>>>
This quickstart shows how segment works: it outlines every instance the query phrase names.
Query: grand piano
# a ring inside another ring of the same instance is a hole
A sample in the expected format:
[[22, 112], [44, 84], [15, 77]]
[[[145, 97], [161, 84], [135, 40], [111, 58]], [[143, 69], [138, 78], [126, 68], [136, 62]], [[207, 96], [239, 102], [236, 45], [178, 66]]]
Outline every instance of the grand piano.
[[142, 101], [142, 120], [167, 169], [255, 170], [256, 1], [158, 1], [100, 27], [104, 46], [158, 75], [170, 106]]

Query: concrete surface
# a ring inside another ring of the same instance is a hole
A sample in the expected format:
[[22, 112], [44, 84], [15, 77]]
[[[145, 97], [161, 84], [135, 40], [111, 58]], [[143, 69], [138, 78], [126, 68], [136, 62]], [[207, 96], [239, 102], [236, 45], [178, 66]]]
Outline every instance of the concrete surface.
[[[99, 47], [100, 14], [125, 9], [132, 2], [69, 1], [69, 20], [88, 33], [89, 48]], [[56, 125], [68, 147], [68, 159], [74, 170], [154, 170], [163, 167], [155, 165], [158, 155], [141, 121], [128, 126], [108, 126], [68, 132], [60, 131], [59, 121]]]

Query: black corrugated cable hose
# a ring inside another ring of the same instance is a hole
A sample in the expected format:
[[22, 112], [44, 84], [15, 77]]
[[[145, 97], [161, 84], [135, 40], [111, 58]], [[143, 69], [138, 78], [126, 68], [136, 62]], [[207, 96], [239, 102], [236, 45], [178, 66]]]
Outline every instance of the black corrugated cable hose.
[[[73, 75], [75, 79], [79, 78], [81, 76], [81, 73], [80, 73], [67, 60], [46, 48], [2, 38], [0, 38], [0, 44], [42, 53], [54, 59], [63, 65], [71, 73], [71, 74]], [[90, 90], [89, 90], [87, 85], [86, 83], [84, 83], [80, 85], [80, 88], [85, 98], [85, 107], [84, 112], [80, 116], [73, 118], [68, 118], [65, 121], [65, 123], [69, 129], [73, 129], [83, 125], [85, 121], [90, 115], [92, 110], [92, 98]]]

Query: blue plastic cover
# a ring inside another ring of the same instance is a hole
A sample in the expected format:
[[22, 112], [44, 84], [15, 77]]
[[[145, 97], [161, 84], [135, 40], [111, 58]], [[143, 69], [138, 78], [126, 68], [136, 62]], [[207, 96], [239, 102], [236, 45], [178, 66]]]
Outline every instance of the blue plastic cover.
<<<
Copy the material word for word, starting at its first line and ending with the line that contains "75], [170, 106]]", with that line included.

This quickstart shows how segment works: it outlines every instance the query phrase names.
Query: grand piano
# a ring inside another ring of the same instance is a hole
A sample in the expected format:
[[22, 112], [44, 84], [15, 77]]
[[[145, 97], [161, 84], [135, 40], [111, 58]], [[143, 69], [138, 78], [126, 68], [136, 62]], [[207, 96], [239, 102], [236, 45], [178, 66]]]
Outline every instance of the grand piano.
[[142, 101], [142, 120], [167, 169], [255, 170], [256, 1], [158, 1], [100, 27], [104, 46], [158, 75], [170, 106]]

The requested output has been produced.